The task :: Copy, word for word, the lines of the entries below between the one with "[[71, 314], [128, 223], [16, 227]]" and the one with "210], [402, 251]]]", inclusive, and leave out everything else.

Data provided ::
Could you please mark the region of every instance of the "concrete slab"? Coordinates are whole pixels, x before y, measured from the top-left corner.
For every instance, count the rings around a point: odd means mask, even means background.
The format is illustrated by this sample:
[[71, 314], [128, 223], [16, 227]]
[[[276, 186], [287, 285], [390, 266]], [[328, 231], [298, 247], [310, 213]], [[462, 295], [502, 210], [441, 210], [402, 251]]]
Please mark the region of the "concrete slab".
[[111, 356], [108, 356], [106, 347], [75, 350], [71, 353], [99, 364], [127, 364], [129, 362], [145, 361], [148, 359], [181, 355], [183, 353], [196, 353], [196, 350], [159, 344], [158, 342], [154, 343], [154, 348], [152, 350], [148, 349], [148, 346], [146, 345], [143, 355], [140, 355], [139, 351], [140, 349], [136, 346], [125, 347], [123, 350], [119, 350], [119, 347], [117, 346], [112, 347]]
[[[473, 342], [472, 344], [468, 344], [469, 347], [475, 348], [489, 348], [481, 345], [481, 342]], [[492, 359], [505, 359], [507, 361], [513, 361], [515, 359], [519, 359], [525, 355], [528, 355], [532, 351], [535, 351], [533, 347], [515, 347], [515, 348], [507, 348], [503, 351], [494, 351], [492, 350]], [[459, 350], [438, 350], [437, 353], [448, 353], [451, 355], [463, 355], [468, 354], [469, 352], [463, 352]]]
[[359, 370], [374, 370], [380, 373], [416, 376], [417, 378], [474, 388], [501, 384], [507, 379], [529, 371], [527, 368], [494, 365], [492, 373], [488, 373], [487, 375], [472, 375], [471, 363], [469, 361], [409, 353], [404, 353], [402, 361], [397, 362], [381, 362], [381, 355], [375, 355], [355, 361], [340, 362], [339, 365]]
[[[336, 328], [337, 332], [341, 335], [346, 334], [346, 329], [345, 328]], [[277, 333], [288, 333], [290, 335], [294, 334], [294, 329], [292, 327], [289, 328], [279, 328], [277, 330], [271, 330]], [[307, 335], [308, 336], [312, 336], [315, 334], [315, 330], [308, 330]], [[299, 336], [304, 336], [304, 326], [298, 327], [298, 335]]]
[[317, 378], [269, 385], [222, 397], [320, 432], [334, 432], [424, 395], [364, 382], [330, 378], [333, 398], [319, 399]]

==

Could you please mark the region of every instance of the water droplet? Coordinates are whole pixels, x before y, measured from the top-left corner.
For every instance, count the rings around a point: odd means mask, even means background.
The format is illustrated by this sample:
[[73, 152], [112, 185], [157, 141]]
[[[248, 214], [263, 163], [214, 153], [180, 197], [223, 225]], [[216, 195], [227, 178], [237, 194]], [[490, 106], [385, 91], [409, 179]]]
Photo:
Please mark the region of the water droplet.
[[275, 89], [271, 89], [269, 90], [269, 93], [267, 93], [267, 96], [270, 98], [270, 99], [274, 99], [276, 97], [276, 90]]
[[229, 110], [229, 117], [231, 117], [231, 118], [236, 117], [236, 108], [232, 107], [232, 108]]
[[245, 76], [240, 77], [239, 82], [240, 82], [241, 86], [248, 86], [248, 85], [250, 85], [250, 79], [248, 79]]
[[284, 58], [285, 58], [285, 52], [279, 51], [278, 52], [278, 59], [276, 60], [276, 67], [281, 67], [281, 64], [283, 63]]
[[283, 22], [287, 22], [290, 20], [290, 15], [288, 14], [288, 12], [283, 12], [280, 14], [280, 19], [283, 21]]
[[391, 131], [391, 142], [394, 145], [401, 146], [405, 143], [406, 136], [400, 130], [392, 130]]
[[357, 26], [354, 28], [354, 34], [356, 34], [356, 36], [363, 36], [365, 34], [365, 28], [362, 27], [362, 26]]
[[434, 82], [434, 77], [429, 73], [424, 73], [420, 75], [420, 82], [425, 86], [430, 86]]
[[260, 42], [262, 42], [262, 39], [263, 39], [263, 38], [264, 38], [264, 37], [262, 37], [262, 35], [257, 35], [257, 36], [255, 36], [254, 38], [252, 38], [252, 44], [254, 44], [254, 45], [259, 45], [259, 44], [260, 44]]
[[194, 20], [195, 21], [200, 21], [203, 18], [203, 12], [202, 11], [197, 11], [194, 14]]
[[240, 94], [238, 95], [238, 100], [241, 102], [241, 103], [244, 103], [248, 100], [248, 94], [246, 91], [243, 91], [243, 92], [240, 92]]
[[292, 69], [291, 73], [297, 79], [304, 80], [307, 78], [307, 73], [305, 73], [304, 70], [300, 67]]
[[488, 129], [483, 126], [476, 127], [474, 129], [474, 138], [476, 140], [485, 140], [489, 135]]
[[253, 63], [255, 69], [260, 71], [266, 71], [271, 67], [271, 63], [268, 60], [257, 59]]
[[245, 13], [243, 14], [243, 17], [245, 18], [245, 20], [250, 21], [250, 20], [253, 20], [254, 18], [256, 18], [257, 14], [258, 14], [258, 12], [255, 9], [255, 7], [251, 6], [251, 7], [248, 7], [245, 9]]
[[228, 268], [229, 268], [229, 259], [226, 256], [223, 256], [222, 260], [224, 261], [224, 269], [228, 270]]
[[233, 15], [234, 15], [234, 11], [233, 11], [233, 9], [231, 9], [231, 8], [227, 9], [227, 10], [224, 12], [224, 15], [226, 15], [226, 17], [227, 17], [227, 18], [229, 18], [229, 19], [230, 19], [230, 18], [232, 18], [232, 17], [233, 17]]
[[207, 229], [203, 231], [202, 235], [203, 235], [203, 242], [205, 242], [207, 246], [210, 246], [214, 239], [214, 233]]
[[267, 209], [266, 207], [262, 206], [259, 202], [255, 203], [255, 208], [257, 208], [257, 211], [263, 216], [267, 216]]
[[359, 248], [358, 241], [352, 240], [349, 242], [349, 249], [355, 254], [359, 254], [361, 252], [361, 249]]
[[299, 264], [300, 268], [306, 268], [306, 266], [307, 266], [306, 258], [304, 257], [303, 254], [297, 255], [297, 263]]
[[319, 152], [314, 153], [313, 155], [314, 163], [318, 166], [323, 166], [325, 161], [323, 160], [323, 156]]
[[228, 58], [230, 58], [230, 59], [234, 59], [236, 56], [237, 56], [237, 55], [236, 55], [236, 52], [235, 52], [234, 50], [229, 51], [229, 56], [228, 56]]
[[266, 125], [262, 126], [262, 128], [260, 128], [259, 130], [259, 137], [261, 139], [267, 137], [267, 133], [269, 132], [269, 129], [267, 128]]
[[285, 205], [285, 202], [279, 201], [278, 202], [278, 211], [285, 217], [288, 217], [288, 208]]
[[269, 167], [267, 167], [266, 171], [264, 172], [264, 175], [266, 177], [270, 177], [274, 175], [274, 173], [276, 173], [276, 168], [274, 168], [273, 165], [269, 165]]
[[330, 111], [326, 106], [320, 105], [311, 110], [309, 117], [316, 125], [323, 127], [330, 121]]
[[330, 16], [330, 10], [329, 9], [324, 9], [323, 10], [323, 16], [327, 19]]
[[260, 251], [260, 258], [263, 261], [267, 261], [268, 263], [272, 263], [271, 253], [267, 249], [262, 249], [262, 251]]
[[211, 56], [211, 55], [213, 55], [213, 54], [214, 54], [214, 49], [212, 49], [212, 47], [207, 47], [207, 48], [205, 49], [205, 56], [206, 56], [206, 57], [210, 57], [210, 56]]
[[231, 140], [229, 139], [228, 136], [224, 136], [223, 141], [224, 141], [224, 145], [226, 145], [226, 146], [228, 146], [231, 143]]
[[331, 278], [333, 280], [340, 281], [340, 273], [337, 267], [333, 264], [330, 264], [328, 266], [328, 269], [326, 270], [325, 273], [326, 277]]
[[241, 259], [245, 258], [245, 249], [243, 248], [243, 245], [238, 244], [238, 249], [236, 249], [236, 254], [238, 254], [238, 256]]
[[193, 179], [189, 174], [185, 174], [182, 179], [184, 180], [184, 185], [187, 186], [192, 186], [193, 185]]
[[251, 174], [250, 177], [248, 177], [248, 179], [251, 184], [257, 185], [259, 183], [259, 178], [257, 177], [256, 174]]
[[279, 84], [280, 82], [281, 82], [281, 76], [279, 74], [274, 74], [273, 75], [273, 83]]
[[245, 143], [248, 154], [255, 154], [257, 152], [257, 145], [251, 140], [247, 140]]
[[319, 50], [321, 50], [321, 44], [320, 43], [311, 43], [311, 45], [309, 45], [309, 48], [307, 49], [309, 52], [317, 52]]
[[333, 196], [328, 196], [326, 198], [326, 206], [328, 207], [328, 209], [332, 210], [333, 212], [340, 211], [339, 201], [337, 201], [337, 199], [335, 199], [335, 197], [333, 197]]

---

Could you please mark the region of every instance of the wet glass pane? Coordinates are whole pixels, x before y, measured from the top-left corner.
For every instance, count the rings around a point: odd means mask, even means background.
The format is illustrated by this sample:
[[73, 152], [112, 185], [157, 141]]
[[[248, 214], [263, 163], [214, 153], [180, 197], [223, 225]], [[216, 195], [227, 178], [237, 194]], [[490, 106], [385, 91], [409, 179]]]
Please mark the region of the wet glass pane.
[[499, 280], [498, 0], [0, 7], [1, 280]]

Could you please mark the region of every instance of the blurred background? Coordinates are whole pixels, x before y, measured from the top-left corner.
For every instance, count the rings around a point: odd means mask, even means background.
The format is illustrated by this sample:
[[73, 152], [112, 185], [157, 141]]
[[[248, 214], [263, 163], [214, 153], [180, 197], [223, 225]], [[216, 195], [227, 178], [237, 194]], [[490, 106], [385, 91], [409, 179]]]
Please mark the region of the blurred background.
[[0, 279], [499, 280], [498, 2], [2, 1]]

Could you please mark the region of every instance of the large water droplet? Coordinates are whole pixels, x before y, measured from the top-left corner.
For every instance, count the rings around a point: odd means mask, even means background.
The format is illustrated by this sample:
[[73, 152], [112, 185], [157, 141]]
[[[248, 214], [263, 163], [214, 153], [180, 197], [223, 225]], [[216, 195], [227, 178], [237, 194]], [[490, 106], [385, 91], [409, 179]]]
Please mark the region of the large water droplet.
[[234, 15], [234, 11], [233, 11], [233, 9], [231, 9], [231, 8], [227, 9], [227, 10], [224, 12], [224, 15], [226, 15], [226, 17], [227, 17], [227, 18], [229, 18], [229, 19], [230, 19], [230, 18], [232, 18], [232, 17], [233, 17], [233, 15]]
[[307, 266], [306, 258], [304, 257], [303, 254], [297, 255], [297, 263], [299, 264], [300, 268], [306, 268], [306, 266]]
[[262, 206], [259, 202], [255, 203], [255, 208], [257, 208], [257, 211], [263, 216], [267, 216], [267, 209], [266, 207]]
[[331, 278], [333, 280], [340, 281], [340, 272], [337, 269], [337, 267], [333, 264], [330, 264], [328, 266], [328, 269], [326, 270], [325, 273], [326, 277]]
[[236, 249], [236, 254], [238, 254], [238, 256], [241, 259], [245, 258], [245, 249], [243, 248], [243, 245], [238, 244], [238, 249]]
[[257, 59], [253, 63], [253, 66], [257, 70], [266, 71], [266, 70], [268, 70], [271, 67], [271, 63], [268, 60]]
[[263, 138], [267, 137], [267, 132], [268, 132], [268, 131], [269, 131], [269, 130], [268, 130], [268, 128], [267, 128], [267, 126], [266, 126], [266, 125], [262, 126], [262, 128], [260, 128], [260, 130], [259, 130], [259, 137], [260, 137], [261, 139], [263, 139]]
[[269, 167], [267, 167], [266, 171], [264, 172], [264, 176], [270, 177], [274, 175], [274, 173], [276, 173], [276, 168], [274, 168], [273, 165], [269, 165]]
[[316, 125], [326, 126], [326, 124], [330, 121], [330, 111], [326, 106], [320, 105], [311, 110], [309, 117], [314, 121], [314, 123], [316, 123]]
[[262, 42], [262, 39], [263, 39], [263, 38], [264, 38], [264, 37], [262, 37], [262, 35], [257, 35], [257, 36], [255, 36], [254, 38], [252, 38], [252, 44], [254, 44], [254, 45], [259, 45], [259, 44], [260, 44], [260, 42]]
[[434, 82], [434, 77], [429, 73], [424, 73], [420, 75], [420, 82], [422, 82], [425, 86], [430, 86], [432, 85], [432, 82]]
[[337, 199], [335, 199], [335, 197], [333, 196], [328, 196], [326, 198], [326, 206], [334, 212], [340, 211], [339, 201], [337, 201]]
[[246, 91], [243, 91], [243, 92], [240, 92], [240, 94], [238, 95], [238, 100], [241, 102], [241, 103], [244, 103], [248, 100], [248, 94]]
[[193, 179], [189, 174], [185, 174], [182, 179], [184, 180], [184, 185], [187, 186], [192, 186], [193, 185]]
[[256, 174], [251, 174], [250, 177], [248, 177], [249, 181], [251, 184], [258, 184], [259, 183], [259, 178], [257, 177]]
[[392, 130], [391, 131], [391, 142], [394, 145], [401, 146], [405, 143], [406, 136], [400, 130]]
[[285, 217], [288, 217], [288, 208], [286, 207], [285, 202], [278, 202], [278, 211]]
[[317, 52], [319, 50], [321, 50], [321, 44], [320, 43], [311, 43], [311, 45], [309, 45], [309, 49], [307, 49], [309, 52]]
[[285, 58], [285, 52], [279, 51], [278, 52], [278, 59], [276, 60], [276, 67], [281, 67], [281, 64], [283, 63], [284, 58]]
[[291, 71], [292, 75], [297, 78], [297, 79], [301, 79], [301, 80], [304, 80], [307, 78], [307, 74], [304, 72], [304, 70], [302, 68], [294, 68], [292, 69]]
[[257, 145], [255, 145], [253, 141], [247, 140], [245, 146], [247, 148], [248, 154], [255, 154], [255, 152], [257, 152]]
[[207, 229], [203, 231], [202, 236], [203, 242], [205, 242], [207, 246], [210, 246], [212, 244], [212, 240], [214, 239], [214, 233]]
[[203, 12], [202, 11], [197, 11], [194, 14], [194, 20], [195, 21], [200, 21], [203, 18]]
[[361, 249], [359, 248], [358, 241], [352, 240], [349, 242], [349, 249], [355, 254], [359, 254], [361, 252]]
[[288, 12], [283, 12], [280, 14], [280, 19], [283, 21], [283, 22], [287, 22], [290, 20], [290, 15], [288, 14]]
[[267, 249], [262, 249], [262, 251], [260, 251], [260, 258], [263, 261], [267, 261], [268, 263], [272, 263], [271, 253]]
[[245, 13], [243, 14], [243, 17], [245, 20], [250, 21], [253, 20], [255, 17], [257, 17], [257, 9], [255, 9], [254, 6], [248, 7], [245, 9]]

Answer for the task ::
[[71, 314], [128, 223], [16, 227]]
[[[276, 186], [287, 285], [390, 266]], [[328, 231], [298, 247], [310, 213]], [[462, 295], [502, 210], [441, 210], [402, 251]]]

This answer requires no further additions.